Exercise goal:
Write out each entry again. Keep every word exactly as it is.

########

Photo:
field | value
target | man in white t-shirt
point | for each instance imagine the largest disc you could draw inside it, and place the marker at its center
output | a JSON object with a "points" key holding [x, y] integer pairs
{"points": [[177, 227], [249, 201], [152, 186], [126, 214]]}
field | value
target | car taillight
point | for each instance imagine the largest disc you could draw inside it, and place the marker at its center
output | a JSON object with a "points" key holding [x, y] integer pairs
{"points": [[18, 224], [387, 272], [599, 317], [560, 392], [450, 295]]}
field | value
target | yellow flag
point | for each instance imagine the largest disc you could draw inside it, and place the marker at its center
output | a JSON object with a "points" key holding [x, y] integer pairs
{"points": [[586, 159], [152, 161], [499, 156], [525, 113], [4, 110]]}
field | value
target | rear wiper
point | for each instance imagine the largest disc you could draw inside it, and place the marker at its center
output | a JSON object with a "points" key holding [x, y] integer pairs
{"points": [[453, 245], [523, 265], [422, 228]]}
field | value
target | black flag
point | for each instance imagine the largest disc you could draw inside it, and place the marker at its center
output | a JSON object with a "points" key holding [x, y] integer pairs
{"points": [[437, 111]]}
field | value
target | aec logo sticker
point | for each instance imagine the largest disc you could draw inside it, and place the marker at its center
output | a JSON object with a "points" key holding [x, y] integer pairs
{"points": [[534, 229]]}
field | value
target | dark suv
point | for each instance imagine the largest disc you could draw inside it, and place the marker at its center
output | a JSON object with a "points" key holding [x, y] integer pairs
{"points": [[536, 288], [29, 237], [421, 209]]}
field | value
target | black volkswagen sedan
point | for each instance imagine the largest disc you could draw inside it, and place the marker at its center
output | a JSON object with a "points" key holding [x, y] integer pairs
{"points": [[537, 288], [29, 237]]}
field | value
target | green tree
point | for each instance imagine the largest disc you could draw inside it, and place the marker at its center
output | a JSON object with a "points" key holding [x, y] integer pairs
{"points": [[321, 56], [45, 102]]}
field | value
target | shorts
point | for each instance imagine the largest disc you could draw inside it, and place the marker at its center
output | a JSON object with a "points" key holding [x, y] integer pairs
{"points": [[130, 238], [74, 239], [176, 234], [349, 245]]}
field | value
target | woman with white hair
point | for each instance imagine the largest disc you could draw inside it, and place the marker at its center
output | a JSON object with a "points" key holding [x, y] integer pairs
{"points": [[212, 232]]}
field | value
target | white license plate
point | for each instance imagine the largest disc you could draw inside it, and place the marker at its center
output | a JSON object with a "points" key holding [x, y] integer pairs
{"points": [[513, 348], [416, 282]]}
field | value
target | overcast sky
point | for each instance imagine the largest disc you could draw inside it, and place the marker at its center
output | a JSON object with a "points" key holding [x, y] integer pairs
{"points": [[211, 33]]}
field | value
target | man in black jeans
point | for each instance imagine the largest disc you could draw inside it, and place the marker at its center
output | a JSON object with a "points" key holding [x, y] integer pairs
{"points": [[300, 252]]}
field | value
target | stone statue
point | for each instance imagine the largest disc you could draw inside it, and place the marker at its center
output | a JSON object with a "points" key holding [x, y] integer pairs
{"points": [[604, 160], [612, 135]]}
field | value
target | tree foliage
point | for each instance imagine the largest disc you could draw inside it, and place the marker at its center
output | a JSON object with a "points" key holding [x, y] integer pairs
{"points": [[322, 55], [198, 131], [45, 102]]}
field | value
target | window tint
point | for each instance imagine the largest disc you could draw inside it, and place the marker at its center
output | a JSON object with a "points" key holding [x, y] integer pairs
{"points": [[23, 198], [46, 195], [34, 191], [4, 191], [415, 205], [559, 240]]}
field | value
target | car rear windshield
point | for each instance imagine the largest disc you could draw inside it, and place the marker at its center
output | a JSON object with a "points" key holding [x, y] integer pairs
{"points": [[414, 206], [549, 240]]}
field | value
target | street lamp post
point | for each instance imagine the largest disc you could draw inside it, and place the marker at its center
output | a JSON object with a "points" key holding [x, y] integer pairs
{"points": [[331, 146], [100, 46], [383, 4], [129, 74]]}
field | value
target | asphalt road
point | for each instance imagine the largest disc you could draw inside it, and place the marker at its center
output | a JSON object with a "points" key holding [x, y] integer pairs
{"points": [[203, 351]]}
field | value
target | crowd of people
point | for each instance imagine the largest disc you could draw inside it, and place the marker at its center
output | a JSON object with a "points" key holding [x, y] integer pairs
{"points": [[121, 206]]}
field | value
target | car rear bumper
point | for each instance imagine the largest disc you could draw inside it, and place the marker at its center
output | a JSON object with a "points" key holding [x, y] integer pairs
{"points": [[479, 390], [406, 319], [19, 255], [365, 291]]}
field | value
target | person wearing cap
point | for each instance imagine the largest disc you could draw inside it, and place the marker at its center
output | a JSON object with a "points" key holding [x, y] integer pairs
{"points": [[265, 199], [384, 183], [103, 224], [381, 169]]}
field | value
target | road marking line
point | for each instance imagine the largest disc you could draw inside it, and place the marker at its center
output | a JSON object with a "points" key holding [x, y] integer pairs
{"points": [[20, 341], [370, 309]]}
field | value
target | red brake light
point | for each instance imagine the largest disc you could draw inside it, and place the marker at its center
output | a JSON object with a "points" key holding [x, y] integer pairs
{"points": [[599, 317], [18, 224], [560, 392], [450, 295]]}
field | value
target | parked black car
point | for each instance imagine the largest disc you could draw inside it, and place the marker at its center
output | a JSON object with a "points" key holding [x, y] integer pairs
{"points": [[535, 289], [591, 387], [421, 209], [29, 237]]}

########

Answer to the exercise:
Photo:
field | value
target | man in white t-shirt
point | for each instance imagine the largest disc you could draw inside it, and place the marker at its center
output | a JSON object with a "points" key holding [x, y] integer pairs
{"points": [[177, 227], [249, 201], [152, 186], [126, 214]]}
field | value
target | car taillight
point | for each instance imagine the largest disc you could draw inside it, and place the marker at its center
output | a JSON object with a "points" key holding [x, y] integer pairs
{"points": [[18, 224], [387, 272], [599, 317], [560, 392], [450, 295]]}
field | value
target | yellow flag
point | for each instance imagine the largest disc you could draw inside it, and place the marker at its center
output | a JSON object with a "points" key holding [x, y] integer pairs
{"points": [[586, 159], [152, 161], [499, 156], [525, 113], [4, 110]]}
field | value
target | rear wiper
point | for each instance imagine the largest disc you could draw inside it, and place the marker at its center
output | a JSON object with a "points" key holding [x, y] integer pairs
{"points": [[453, 245], [523, 265], [422, 228]]}
field | value
target | black flag
point | for each instance imagine the largest disc you could draw inside it, and place the marker at its center
output | a JSON object with a "points" key holding [x, y] integer pairs
{"points": [[437, 111]]}
field | value
target | aec logo sticker
point | for each instance imagine the largest disc you could draw inside it, and place the marker at its center
output | a JSON object with a "points" key holding [x, y] integer pairs
{"points": [[534, 229]]}
field | value
target | dark suv
point | for each instance imagine the largest disc you could draw inside it, and place the marker at its center
output | a JSON object with a "points" key holding [x, y] integer pairs
{"points": [[536, 288], [29, 237], [421, 209]]}
field | value
target | black volkswagen sedan
point | for each instance imagine the largest disc you could draw inside it, and place the marker at its center
output | a JSON object with a "points" key holding [x, y] integer pairs
{"points": [[537, 288], [29, 237]]}
field | value
target | green tree
point | for each instance imagine the largest disc you could draw inside it, and place the marker at its center
output | a JSON object with a "points" key holding [x, y] integer pairs
{"points": [[321, 56], [45, 102]]}
field | value
target | shorts
point | for each instance imagine the largest disc you could draw inside it, and place the marker at its center
output | a JSON object with a "points" key holding [x, y] integer pairs
{"points": [[130, 238], [74, 239], [176, 234], [349, 245]]}
field | value
target | woman with white hair
point | for each instance imagine the largest disc you could draw inside it, and place the marker at its center
output | a JSON object with a "points" key holding [x, y] integer pairs
{"points": [[212, 232]]}
field | value
target | white license plate
point | for each instance imagine the largest disc you could draw inside it, and place the marker at its center
output | a JSON object with a "points" key holding [x, y] integer pairs
{"points": [[513, 348], [416, 282]]}
field | value
target | overcast sky
point | for each instance imagine the largest disc you could draw inside it, and place the marker at its center
output | a JSON object with a "points" key holding [x, y] integer pairs
{"points": [[211, 33]]}
field | value
target | man in black jeans
point | for each instance imagine the largest disc you could draw inside it, and place the marker at its center
output | a JSON object with a "points" key holding [x, y] integer pairs
{"points": [[300, 252]]}
field | value
target | stone statue
point | for each instance imagine the largest disc you could draw inside it, and place the marker at its center
output | a JSON object with a "points" key holding [x, y] integer pairs
{"points": [[604, 160], [612, 135]]}
field | value
target | tree foliage
point | for each instance imagine the largest disc you could draw inside it, and place the marker at its center
output | a JSON object with a "points" key holding [x, y] integer pairs
{"points": [[322, 55], [198, 131], [45, 102]]}
field | value
target | window tint
point | for each instance imagine the largest disc you could draw inside it, and place the marker at its center
output | a JSON object with a "points" key holding [x, y] integer pairs
{"points": [[23, 198], [46, 195], [34, 191], [4, 191], [415, 205], [559, 240]]}
field | value
target | car rear windshield
point | for each instance imagine the largest disc you could draw inside it, and place the marker at its center
output | a JSON object with a "points" key holding [x, y] integer pairs
{"points": [[414, 206], [549, 240]]}
field | value
target | street lamp post
point | for each instance imagine the largest disc you could draw inside it, and place the marker at its center
output | a JSON object with a "points" key holding [x, y] integer pairs
{"points": [[331, 146], [100, 46], [383, 4], [129, 74]]}
field | value
target | asphalt road
point | for each instance imagine the largest disc you could draw inside it, and place the marker at its center
output | a JSON object with a "points" key holding [x, y] integer pairs
{"points": [[203, 351]]}
field | value
target | crowd of people
point | for each instance imagine the largest disc you could draw inside it, and place the marker at its center
output | a JSON object with a "points" key holding [x, y] integer pairs
{"points": [[121, 206]]}
field | value
target | car rear bumper
point | for each instance imagine the largest disc you could draw inside it, and place the marker at its center
output | a JSON object with a "points" key holding [x, y] integer pairs
{"points": [[479, 390], [406, 319], [19, 255], [365, 291]]}
field | value
target | person wearing cap
point | for each instance imagine the largest disc you could draw inside it, and place the marker at its center
output | a JSON object with a "points" key holding [x, y] integer pairs
{"points": [[265, 199], [384, 183], [103, 224], [381, 169]]}
field | value
target | road marking line
point | for each instance imagine the largest disc you could draw inside it, and place the marker at its center
output | a JSON object with a "points" key holding [x, y] integer pairs
{"points": [[20, 341], [370, 309]]}
field | value
target | red brake light
point | for each instance imagine the largest disc you could draw inside it, and place the marker at its center
output | a JSON object with a "points" key holding [x, y] integer pairs
{"points": [[599, 317], [18, 224], [560, 392], [450, 295]]}
field | value
target | parked black car
point | for each instance imagine the largest disc you could draw inside it, and place the marker at its center
output | a JSON object with a "points" key holding [x, y] integer pairs
{"points": [[535, 289], [591, 387], [421, 209], [29, 237]]}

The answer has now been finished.